**WHAT IS NEEDED**
Which lines of the data contain the string "green"? Show each of them.

•••

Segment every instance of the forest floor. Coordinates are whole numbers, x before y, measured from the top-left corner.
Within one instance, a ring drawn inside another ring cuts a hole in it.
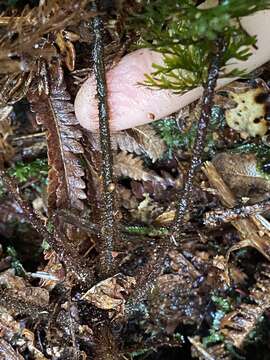
[[[2,20],[15,19],[6,3]],[[216,92],[180,242],[167,243],[201,101],[112,135],[116,222],[104,270],[100,146],[71,105],[93,66],[92,14],[80,12],[78,26],[66,3],[35,38],[61,70],[48,75],[38,54],[31,71],[16,72],[15,58],[0,78],[0,359],[270,359],[269,64]],[[108,11],[110,68],[134,34]],[[12,26],[29,41],[49,13],[33,11],[30,35],[19,17]]]

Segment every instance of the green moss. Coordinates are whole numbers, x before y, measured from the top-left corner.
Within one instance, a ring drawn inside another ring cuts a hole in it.
[[[42,248],[42,250],[47,251],[47,250],[50,249],[50,245],[49,245],[49,243],[48,243],[46,240],[43,240],[43,241],[42,241],[42,244],[41,244],[41,248]]]
[[[49,221],[49,220],[47,221],[46,227],[50,234],[52,234],[54,232],[54,224],[51,221]]]
[[[47,185],[48,170],[47,159],[36,159],[30,163],[18,161],[8,169],[8,174],[14,177],[19,185],[29,183],[32,190],[41,193]],[[0,199],[5,195],[6,191],[0,179]]]
[[[231,304],[228,298],[212,295],[211,299],[216,306],[216,311],[213,314],[213,321],[209,330],[209,335],[203,338],[203,344],[206,347],[224,340],[224,336],[219,332],[220,322],[225,314],[231,311]]]
[[[212,117],[209,126],[209,132],[206,141],[205,153],[207,155],[213,155],[215,152],[215,141],[213,138],[213,131],[218,130],[225,123],[224,114],[219,106],[213,106]],[[174,118],[166,118],[156,121],[154,123],[156,131],[161,138],[165,141],[168,147],[168,155],[172,157],[174,150],[191,150],[194,144],[197,122],[193,122],[189,130],[180,132],[177,127],[177,123]]]
[[[153,350],[152,349],[141,349],[137,351],[133,351],[132,353],[129,353],[130,359],[135,359],[138,356],[150,354]]]
[[[219,310],[223,311],[224,313],[231,311],[231,304],[227,298],[213,295],[211,299]]]
[[[15,270],[16,275],[18,276],[25,276],[26,275],[26,271],[22,265],[22,263],[20,262],[20,260],[18,259],[18,254],[17,251],[15,250],[15,248],[13,246],[8,246],[7,247],[7,254],[11,257],[11,267]]]
[[[126,226],[125,232],[128,234],[145,235],[150,237],[163,236],[169,234],[169,230],[164,227],[155,228],[155,227],[146,227],[146,226]]]
[[[16,178],[19,183],[38,180],[46,184],[48,176],[48,163],[45,159],[35,159],[30,163],[17,162],[9,169],[9,175]]]

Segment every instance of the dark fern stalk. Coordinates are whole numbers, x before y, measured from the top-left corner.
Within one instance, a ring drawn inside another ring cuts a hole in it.
[[[211,118],[211,110],[213,106],[214,91],[219,76],[220,62],[225,50],[224,40],[216,41],[216,52],[213,54],[212,61],[209,66],[207,82],[204,85],[202,97],[202,111],[197,127],[197,136],[195,140],[194,150],[192,154],[190,168],[184,186],[184,194],[180,195],[179,205],[176,212],[175,222],[172,227],[172,233],[169,241],[164,241],[163,245],[158,245],[153,252],[153,258],[149,261],[145,274],[139,279],[137,290],[133,292],[126,306],[126,314],[130,316],[134,312],[136,304],[142,301],[147,292],[153,288],[157,277],[162,271],[162,266],[168,251],[172,245],[178,245],[181,240],[181,228],[184,222],[184,216],[189,208],[190,199],[193,190],[193,178],[196,169],[201,163],[201,156],[205,146],[207,129]]]
[[[153,289],[155,281],[162,271],[168,248],[168,241],[165,241],[164,244],[157,245],[153,250],[152,258],[146,264],[143,274],[137,280],[136,289],[132,292],[126,303],[126,317],[134,316],[137,305],[140,304],[146,298],[147,293]]]
[[[38,217],[34,210],[23,200],[17,183],[5,171],[0,171],[0,178],[8,193],[22,209],[25,220],[32,225],[43,239],[50,241],[51,233],[46,229],[43,221]]]
[[[44,222],[39,218],[38,214],[33,208],[23,199],[21,191],[17,183],[5,171],[0,171],[0,178],[7,189],[8,193],[14,198],[23,212],[23,217],[32,227],[41,235],[43,240],[46,240],[51,248],[56,252],[60,261],[63,261],[66,268],[76,274],[83,284],[93,282],[91,271],[87,268],[86,262],[79,258],[75,249],[69,244],[64,235],[57,231],[49,231]]]
[[[110,142],[109,110],[104,66],[103,21],[96,16],[93,19],[95,36],[93,48],[94,73],[97,83],[97,98],[99,112],[99,135],[102,154],[101,176],[103,181],[102,214],[101,214],[101,272],[103,276],[112,271],[112,250],[115,232],[114,221],[114,189],[113,159]]]
[[[216,53],[214,54],[212,62],[209,66],[207,82],[204,85],[201,115],[197,125],[197,134],[192,152],[190,167],[185,180],[184,192],[180,195],[181,198],[176,209],[175,221],[172,228],[172,235],[170,237],[170,239],[176,243],[179,240],[181,227],[184,223],[184,216],[190,205],[190,199],[193,191],[193,178],[198,166],[201,164],[207,130],[211,119],[211,111],[213,107],[215,88],[219,76],[221,59],[226,48],[223,39],[218,39],[216,41],[216,48]]]

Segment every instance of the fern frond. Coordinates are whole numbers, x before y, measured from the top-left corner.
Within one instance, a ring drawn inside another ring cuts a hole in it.
[[[142,25],[140,46],[163,54],[164,65],[153,64],[154,71],[145,84],[175,92],[205,83],[215,42],[225,42],[220,76],[242,76],[243,71],[225,72],[228,61],[246,61],[256,37],[250,36],[238,19],[270,8],[270,0],[231,0],[210,8],[200,8],[192,0],[146,0],[144,11],[135,18]]]

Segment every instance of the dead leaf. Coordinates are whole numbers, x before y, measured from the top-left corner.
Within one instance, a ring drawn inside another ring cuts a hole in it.
[[[82,296],[82,300],[90,302],[99,309],[124,314],[126,302],[124,295],[127,295],[135,284],[134,277],[116,274],[93,286]]]
[[[3,105],[0,106],[0,122],[5,120],[12,112],[13,106]]]
[[[0,306],[0,334],[5,340],[10,341],[15,334],[21,332],[21,326],[18,321],[9,314],[6,308]]]
[[[100,151],[98,135],[88,135],[93,148]],[[164,141],[157,135],[151,125],[137,126],[111,134],[112,149],[120,149],[136,155],[148,156],[152,162],[162,158],[166,151]]]
[[[202,170],[208,177],[210,185],[217,190],[221,203],[228,208],[235,207],[237,205],[236,196],[225,184],[215,166],[206,162]],[[270,224],[265,218],[261,215],[252,215],[248,218],[236,219],[231,223],[239,231],[242,241],[229,249],[226,257],[227,262],[231,252],[247,246],[254,247],[270,260]],[[229,282],[228,274],[227,279]]]
[[[35,346],[35,335],[32,331],[24,329],[22,331],[22,337],[26,342],[29,352],[32,354],[33,359],[35,360],[48,360],[40,350]]]
[[[255,329],[259,318],[270,307],[270,266],[263,264],[256,274],[256,284],[250,291],[253,303],[242,303],[238,308],[226,314],[220,324],[221,333],[226,340],[241,348],[247,336]]]
[[[14,269],[8,269],[0,274],[0,285],[6,289],[21,290],[26,287],[24,279],[15,275]]]
[[[146,155],[152,162],[162,158],[166,151],[164,141],[151,125],[138,126],[118,132],[114,135],[114,140],[122,151]]]
[[[159,225],[169,225],[174,221],[174,218],[175,210],[167,210],[155,219],[155,223]]]
[[[35,345],[35,335],[32,331],[24,328],[20,320],[16,321],[8,313],[7,309],[0,307],[0,335],[4,340],[12,344],[18,344],[20,348],[27,346],[35,360],[47,360]],[[0,352],[1,354],[1,352]],[[2,359],[1,355],[0,358]]]
[[[80,144],[82,133],[76,127],[70,96],[65,84],[54,80],[50,95],[29,96],[31,109],[36,113],[37,122],[47,129],[48,162],[48,206],[49,209],[74,207],[83,209],[86,199],[84,170],[79,155],[83,153]]]
[[[188,337],[192,344],[191,354],[192,358],[198,360],[231,360],[231,356],[226,348],[225,343],[215,344],[210,347],[205,347],[201,343],[199,336]]]
[[[63,30],[57,32],[56,44],[60,49],[60,53],[64,59],[64,64],[66,65],[68,70],[73,71],[75,67],[76,52],[74,45],[65,35],[66,32]],[[78,40],[78,38],[76,37],[75,39]]]
[[[51,249],[44,251],[44,259],[49,261],[43,271],[49,273],[52,277],[56,277],[58,280],[42,280],[40,286],[51,291],[59,282],[65,280],[65,270],[55,251]]]
[[[221,153],[212,162],[239,200],[254,204],[269,197],[270,181],[258,170],[255,155]]]
[[[6,31],[0,38],[1,72],[29,71],[38,57],[48,58],[48,53],[52,57],[48,42],[43,48],[45,35],[94,16],[94,12],[86,10],[86,5],[86,0],[47,0],[33,8],[26,6],[20,16],[14,16],[14,12],[13,16],[5,17]],[[14,36],[7,36],[8,33]],[[19,60],[9,54],[16,55]]]
[[[162,212],[158,202],[154,201],[148,193],[143,194],[144,200],[142,200],[138,206],[130,211],[134,220],[151,224],[158,213]]]
[[[129,177],[134,180],[164,183],[163,178],[158,176],[154,171],[145,170],[141,158],[134,157],[133,154],[128,154],[125,151],[122,151],[115,156],[114,173],[117,177]]]
[[[13,128],[8,115],[12,110],[11,106],[0,107],[0,168],[12,159],[15,149],[10,143],[10,136],[13,134]]]
[[[1,360],[23,360],[23,357],[15,352],[11,345],[4,339],[0,339],[0,359]]]
[[[29,286],[24,289],[10,290],[9,294],[18,300],[24,300],[36,306],[46,307],[49,304],[50,295],[48,290],[38,286]]]

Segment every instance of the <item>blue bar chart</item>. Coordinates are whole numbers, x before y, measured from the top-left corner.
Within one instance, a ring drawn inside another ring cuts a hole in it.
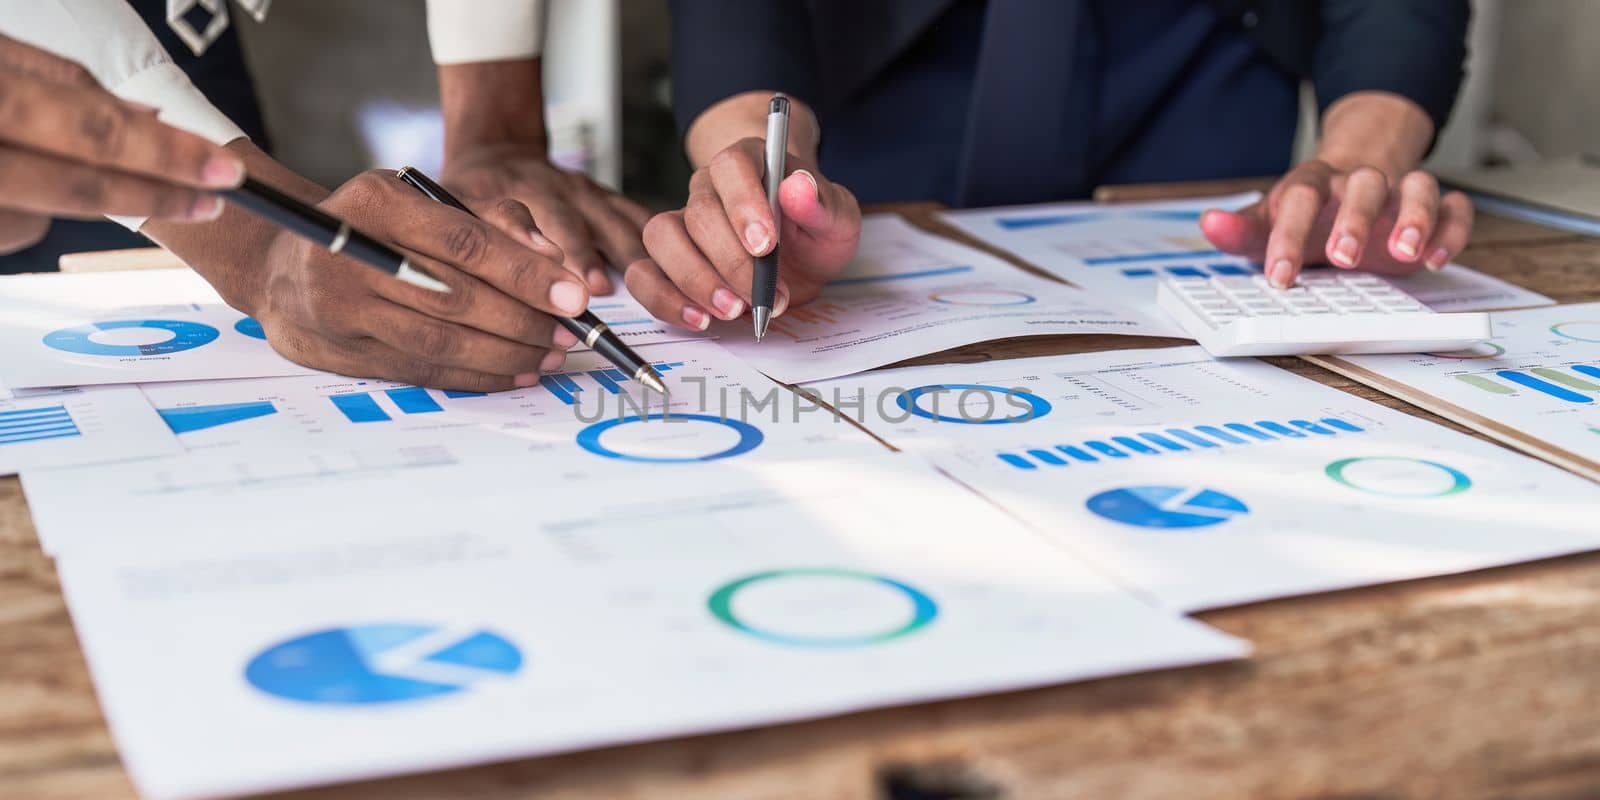
[[[444,410],[439,401],[428,396],[428,390],[416,386],[404,389],[388,389],[384,394],[394,401],[396,407],[407,414],[434,414]]]
[[[351,422],[388,422],[393,419],[389,416],[389,412],[384,411],[383,407],[378,405],[378,401],[366,392],[330,395],[328,400],[339,409],[339,413],[344,414],[345,419]]]
[[[683,366],[683,362],[659,362],[653,363],[651,366],[655,367],[657,372],[668,372],[673,367]],[[577,379],[580,375],[588,376],[589,380],[594,381],[596,386],[610,395],[627,394],[628,390],[625,384],[633,380],[629,376],[622,374],[622,370],[616,367],[606,367],[604,369],[592,369],[587,372],[551,373],[539,378],[539,385],[563,404],[575,405],[578,402],[578,395],[583,392],[583,385]]]
[[[1533,395],[1580,405],[1593,403],[1596,397],[1600,397],[1600,382],[1591,380],[1600,379],[1600,367],[1589,364],[1472,372],[1455,377],[1468,386],[1490,394],[1514,396],[1526,390]]]
[[[1293,441],[1315,437],[1361,433],[1365,429],[1338,417],[1319,420],[1291,419],[1283,422],[1257,420],[1253,423],[1225,422],[1221,425],[1195,425],[1192,428],[1167,428],[1134,434],[1107,436],[1069,444],[1028,446],[995,453],[995,458],[1020,470],[1058,468],[1072,463],[1093,464],[1105,459],[1161,456],[1191,453],[1196,450],[1246,447],[1263,442]],[[1311,435],[1308,435],[1309,432]],[[1238,435],[1243,434],[1243,435]]]
[[[278,409],[271,401],[260,400],[247,403],[158,408],[156,413],[161,415],[161,419],[173,433],[193,433],[247,419],[270,416],[278,413]]]
[[[0,412],[0,446],[79,435],[66,406]]]

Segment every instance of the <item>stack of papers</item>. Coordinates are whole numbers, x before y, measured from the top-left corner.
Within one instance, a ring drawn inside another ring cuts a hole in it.
[[[870,218],[759,345],[597,298],[665,399],[592,351],[494,394],[306,369],[186,270],[0,279],[0,471],[158,798],[1239,658],[1184,614],[1600,547],[1592,484],[1255,361],[863,373],[1170,333],[1129,271],[1250,269],[1194,241],[1219,202],[956,217],[1077,286]],[[1444,276],[1436,306],[1545,300]],[[1593,458],[1585,314],[1363,368]]]

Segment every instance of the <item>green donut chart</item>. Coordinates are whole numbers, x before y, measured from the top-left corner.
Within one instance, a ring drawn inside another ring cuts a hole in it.
[[[775,626],[758,624],[747,620],[734,609],[734,601],[741,592],[796,578],[820,578],[881,587],[897,593],[904,600],[909,601],[911,613],[904,621],[894,623],[880,630],[866,633],[825,635],[779,630]],[[882,644],[909,636],[927,627],[929,623],[939,616],[938,604],[934,602],[932,597],[929,597],[915,586],[883,575],[835,567],[797,567],[746,575],[718,587],[707,598],[706,607],[711,612],[711,616],[715,617],[717,621],[747,636],[774,644],[817,648],[849,648]]]
[[[1379,497],[1423,500],[1472,488],[1472,478],[1455,467],[1404,456],[1341,458],[1323,472],[1342,486]]]

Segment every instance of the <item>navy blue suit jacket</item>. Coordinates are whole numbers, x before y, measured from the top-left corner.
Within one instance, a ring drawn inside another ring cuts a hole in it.
[[[1442,126],[1467,0],[673,0],[673,94],[781,90],[868,202],[1086,196],[1282,171],[1298,84],[1415,101]]]

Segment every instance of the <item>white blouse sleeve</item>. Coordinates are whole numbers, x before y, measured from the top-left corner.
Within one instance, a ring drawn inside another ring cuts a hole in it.
[[[544,50],[545,0],[428,0],[436,64],[511,61]]]

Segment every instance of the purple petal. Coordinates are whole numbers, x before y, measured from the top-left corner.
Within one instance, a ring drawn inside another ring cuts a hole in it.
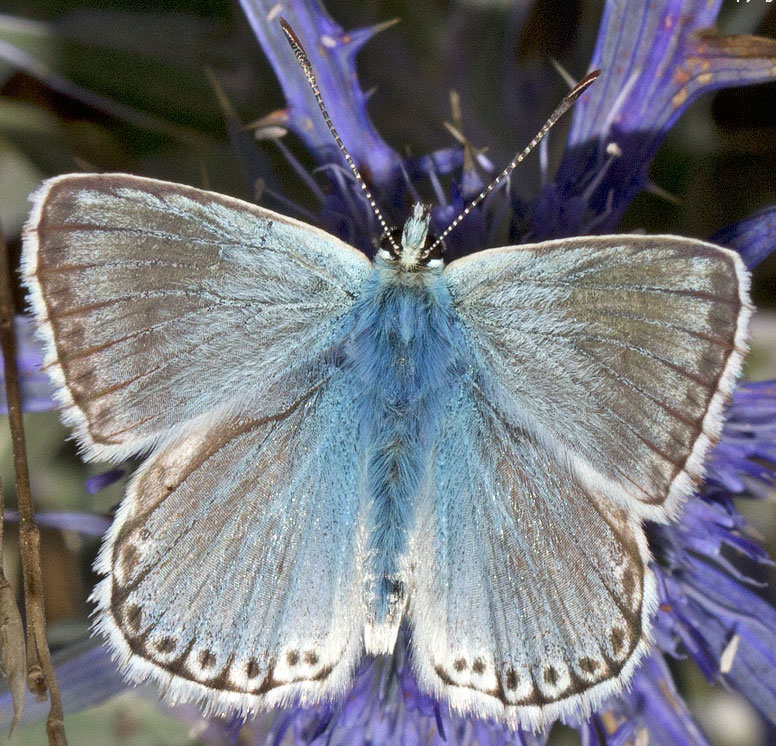
[[[95,495],[100,490],[104,490],[106,487],[110,487],[110,485],[118,482],[124,474],[124,469],[110,469],[102,472],[102,474],[95,474],[86,480],[86,491],[90,495]]]
[[[697,558],[666,588],[673,632],[693,640],[689,652],[706,676],[727,681],[776,722],[776,609]]]
[[[776,41],[718,36],[721,0],[609,0],[591,62],[601,77],[577,103],[554,188],[556,213],[537,203],[532,238],[613,229],[647,183],[666,133],[698,96],[776,78]],[[553,187],[550,187],[553,188]],[[581,199],[587,210],[579,218]]]
[[[661,655],[642,663],[629,693],[614,697],[578,729],[583,746],[627,746],[644,734],[650,746],[709,746]]]
[[[16,523],[19,513],[15,510],[6,510],[4,519]],[[35,521],[39,526],[58,528],[62,531],[76,531],[84,536],[102,537],[110,528],[111,519],[93,513],[36,513]]]
[[[65,715],[94,707],[127,689],[108,649],[96,640],[59,651],[53,662]],[[0,692],[0,710],[10,712],[10,707],[10,693]],[[48,700],[28,697],[22,722],[45,720],[48,710]]]
[[[637,721],[655,746],[706,746],[708,741],[690,715],[674,686],[662,656],[652,656],[633,681],[631,698],[637,704]],[[640,724],[640,723],[639,723]],[[637,727],[636,732],[639,728]]]
[[[240,4],[283,88],[287,108],[277,123],[302,138],[320,162],[344,165],[280,29],[278,4],[274,0],[240,0]],[[398,176],[400,159],[372,126],[355,66],[359,49],[381,27],[345,33],[315,0],[284,3],[282,15],[304,45],[323,101],[353,160],[372,183],[391,184]]]
[[[776,381],[739,384],[722,438],[709,459],[704,493],[763,497],[776,486]]]
[[[728,559],[731,554],[728,550],[734,550],[739,556],[746,556],[753,562],[770,563],[765,550],[746,538],[747,530],[746,520],[729,500],[721,503],[700,498],[687,503],[679,523],[662,529],[654,528],[655,532],[662,532],[660,535],[663,540],[673,544],[674,552],[681,555],[678,558],[680,561],[687,561],[687,552],[695,552],[713,559],[745,583],[749,582],[749,578]],[[671,563],[675,563],[676,559],[675,556],[671,557]]]
[[[765,207],[728,225],[709,240],[735,249],[749,269],[756,267],[776,249],[776,205]]]
[[[733,424],[756,421],[772,388],[742,386],[730,408]],[[764,583],[756,580],[773,563],[716,479],[712,470],[679,523],[648,527],[659,561],[655,637],[662,650],[688,653],[709,681],[727,682],[776,722],[776,609],[758,595]],[[747,572],[738,558],[747,560]]]
[[[54,408],[54,390],[48,376],[41,371],[43,345],[35,336],[35,324],[26,316],[16,316],[16,363],[19,366],[19,389],[25,412],[45,412]],[[0,354],[0,358],[2,354]],[[5,398],[5,374],[0,368],[0,414],[8,413]]]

•••

**EXERCISE SOLUTION**
Segment every instance of the green moss. Coordinates are whole numbers, x before y, measured from the top-left corner.
Segment every instance of the <item>green donut chart</item>. Coordinates are whole numbers, x before y, measured from the top-left corner.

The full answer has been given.